**EXERCISE DETAILS:** Copy the stretch of data below from the line containing "stone, then report the bounding box." through the line containing "[347,286,540,341]", word for word and including both of those lines.
****************
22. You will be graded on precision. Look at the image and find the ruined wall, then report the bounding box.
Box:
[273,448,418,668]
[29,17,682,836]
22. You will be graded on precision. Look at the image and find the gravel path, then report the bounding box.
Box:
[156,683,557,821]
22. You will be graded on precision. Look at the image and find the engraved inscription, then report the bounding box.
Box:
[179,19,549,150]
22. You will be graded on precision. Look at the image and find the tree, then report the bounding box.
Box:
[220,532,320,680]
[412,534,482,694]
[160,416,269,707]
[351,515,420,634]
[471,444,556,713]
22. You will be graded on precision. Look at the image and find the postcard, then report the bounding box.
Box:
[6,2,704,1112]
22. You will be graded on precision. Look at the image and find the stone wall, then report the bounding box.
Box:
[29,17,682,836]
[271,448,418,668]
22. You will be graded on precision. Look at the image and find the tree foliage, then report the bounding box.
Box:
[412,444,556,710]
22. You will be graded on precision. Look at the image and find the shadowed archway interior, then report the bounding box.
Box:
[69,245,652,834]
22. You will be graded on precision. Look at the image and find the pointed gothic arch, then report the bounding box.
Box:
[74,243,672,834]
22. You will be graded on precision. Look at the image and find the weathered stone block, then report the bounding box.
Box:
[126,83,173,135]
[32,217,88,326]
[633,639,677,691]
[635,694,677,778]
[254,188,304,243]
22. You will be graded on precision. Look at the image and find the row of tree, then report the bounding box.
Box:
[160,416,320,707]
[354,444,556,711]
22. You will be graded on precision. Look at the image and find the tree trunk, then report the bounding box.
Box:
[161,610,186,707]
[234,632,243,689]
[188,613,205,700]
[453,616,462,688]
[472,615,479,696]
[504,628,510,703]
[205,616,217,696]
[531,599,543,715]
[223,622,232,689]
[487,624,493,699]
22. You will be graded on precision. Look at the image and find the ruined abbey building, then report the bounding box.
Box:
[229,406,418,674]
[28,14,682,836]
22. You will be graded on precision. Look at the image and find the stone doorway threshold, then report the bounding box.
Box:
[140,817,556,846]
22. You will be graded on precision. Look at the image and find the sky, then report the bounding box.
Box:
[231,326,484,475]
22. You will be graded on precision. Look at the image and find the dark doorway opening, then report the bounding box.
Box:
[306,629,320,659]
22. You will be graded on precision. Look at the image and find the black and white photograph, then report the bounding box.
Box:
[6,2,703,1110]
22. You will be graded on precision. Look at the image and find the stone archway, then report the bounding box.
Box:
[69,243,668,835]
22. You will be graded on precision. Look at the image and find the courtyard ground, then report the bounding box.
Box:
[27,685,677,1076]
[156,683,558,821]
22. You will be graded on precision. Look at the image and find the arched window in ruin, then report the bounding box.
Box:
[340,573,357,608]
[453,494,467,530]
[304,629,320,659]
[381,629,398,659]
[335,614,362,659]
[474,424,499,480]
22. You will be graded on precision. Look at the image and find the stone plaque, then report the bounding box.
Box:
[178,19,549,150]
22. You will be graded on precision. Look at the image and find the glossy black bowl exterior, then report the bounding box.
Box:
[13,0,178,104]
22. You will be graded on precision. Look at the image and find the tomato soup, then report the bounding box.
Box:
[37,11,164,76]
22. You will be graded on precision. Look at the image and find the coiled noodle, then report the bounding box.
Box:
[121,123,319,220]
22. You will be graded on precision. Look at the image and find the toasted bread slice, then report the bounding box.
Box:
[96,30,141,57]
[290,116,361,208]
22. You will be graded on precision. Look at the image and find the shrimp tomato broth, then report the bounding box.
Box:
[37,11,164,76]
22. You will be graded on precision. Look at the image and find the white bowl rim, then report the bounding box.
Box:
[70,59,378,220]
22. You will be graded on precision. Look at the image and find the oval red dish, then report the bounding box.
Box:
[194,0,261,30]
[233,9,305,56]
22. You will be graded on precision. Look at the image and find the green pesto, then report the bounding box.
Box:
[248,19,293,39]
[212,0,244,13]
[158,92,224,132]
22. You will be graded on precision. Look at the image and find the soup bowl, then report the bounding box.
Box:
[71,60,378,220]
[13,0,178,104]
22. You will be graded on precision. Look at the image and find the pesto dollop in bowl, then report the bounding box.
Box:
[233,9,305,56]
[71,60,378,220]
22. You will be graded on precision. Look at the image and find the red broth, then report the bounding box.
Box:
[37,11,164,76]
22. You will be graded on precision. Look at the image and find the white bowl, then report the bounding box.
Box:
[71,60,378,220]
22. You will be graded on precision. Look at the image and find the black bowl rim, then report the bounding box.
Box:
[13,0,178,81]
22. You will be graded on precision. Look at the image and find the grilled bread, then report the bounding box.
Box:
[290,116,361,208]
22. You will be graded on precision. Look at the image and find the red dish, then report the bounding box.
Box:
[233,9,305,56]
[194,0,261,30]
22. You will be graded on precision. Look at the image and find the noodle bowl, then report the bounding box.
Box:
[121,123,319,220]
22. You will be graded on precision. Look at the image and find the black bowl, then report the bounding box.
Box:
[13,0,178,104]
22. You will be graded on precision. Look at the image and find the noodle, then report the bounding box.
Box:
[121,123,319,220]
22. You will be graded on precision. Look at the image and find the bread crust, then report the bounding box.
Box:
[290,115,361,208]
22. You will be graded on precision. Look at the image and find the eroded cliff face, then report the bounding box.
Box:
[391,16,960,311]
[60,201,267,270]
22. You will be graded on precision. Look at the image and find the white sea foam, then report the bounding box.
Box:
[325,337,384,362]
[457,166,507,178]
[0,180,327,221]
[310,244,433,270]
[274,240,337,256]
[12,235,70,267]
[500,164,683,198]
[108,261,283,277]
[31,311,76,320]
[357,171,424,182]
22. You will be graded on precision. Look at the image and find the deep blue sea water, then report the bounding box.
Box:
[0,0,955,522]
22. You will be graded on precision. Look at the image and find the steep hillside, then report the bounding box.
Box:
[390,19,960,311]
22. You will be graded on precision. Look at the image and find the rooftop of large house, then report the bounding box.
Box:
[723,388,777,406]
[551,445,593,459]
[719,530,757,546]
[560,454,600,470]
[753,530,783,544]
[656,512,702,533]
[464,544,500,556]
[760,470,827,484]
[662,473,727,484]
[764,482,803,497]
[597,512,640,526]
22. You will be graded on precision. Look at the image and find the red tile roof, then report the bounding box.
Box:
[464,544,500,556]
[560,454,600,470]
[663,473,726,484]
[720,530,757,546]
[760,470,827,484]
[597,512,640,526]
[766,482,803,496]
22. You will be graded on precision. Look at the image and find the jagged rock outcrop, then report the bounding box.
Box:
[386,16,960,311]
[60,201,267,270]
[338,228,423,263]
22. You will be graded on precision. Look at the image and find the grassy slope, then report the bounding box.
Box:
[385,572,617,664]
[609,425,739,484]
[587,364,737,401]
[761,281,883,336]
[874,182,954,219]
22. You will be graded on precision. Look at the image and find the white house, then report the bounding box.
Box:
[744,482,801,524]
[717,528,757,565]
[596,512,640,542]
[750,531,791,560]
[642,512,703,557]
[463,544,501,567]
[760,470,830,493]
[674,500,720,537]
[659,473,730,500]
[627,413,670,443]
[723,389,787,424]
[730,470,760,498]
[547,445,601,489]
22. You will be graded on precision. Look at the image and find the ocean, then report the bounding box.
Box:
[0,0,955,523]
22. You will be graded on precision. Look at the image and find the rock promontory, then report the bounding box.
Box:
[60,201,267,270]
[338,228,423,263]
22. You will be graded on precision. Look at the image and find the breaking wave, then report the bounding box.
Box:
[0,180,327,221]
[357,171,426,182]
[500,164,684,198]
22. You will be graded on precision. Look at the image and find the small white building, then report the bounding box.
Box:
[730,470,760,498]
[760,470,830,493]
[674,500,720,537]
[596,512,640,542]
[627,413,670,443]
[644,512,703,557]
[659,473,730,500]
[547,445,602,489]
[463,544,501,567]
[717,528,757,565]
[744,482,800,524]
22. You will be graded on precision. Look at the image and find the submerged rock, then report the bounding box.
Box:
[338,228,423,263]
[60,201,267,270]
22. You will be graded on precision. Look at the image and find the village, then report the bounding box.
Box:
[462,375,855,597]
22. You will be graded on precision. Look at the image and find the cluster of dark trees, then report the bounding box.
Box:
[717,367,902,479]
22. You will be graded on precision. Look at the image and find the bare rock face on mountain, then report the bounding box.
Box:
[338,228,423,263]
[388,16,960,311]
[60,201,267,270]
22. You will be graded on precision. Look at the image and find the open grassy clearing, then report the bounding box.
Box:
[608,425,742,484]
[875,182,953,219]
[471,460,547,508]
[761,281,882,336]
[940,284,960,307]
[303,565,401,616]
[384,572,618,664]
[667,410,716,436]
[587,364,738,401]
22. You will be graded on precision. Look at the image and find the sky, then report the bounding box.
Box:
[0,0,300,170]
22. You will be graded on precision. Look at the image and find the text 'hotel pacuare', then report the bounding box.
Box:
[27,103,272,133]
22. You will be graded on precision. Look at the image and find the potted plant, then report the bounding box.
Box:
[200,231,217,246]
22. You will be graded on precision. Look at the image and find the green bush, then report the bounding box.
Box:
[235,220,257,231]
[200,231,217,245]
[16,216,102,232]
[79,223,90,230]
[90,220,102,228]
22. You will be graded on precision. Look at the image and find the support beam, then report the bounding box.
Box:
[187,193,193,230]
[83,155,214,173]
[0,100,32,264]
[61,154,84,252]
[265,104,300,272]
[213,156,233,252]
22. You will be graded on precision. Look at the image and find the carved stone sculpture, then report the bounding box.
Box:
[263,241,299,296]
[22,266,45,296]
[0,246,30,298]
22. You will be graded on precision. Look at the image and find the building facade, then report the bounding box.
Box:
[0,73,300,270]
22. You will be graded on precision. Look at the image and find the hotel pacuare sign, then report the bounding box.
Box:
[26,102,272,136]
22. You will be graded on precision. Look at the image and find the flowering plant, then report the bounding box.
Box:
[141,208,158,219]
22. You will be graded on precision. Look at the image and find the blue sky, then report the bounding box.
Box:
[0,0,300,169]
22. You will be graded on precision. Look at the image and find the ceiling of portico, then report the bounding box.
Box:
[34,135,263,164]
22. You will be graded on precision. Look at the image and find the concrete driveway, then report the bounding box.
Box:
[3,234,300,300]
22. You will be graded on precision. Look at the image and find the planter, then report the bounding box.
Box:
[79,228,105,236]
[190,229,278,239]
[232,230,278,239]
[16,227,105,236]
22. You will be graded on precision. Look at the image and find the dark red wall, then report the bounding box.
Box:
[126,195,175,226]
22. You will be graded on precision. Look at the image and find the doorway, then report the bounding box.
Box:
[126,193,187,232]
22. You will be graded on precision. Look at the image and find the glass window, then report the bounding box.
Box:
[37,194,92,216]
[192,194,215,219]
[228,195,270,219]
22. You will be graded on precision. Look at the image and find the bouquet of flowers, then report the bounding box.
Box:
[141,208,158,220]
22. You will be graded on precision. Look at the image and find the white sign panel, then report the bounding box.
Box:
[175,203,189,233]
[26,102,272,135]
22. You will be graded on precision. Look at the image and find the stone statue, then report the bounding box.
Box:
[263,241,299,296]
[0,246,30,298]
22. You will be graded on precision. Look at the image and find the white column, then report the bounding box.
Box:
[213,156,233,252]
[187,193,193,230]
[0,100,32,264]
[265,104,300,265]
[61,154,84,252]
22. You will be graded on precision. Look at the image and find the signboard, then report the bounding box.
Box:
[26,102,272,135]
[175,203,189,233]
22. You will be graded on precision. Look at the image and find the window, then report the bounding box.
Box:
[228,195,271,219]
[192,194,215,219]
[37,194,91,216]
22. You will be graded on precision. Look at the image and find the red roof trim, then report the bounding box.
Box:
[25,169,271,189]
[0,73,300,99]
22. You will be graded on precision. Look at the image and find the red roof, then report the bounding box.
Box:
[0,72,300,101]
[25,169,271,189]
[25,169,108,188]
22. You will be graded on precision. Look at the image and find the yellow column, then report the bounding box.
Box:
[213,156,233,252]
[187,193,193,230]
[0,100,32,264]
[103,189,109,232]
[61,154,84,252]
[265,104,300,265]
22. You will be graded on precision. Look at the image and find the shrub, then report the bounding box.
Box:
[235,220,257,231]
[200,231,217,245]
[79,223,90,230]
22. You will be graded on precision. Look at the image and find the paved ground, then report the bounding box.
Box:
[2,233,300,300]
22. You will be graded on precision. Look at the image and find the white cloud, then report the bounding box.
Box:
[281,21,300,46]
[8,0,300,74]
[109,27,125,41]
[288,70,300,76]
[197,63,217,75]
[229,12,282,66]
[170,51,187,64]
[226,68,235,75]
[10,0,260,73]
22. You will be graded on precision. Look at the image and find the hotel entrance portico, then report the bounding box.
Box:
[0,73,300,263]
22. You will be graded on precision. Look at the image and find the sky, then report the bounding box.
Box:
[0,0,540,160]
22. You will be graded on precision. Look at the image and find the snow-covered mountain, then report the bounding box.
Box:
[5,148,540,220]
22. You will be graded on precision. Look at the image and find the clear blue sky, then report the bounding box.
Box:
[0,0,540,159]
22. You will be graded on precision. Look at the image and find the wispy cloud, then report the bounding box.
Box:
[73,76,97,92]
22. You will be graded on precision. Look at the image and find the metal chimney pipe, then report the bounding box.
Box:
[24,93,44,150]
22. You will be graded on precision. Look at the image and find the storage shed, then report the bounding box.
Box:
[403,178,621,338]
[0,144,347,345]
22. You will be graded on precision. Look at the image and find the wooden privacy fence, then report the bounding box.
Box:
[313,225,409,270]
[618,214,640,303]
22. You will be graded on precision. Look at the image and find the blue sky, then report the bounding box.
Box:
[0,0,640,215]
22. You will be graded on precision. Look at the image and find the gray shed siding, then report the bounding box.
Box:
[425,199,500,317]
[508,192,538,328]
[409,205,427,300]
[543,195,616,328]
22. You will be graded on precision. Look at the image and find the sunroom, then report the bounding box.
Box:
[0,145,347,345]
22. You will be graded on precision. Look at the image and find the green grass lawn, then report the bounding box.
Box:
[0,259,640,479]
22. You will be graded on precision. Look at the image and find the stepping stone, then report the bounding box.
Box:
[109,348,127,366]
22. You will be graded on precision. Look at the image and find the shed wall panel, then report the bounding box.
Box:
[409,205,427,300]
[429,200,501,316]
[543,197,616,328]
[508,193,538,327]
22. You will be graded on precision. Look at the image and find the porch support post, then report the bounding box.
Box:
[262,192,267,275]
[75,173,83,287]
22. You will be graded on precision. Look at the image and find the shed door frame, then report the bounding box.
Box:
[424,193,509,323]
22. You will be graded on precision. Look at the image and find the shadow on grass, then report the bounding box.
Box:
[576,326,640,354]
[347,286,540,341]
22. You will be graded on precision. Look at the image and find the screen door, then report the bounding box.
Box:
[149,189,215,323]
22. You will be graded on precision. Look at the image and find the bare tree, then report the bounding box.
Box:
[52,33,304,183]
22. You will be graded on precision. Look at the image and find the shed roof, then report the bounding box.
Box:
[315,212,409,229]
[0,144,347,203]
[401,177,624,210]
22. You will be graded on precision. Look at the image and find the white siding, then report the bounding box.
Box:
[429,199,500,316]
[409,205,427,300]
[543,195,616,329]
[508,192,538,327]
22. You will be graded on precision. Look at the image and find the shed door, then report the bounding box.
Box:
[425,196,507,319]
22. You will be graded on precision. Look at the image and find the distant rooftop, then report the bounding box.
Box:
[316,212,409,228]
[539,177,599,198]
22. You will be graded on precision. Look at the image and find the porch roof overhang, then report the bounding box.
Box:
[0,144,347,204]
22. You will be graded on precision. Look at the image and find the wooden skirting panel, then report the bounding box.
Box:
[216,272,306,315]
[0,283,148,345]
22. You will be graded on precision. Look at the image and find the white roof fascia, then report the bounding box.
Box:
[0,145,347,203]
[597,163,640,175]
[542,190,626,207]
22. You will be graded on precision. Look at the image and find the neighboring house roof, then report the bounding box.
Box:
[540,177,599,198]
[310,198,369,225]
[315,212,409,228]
****************
**RESPONSE TO THIS EXERCISE:**
22. You will be graded on precision. Look at the image and find the stepping stone, then report the bounding box.
Box:
[109,348,127,366]
22. You will be graded on precision. Look at the image and find the shed wall panel, then report the bounding box.
Box:
[409,205,427,300]
[429,200,501,316]
[543,197,616,328]
[508,193,538,327]
22. You will be graded on precision. Look at the image and find the porch support post, then report the bounding box.
Box:
[262,192,267,275]
[75,173,83,287]
22. You will be graded on precision. Look at the image and find the shed door frame, then report the bounding box.
Box:
[424,193,509,323]
22. You will be graded on precision. Look at the image and find the shadow on grass, then report the bounding box.
Box:
[576,326,640,354]
[347,286,540,341]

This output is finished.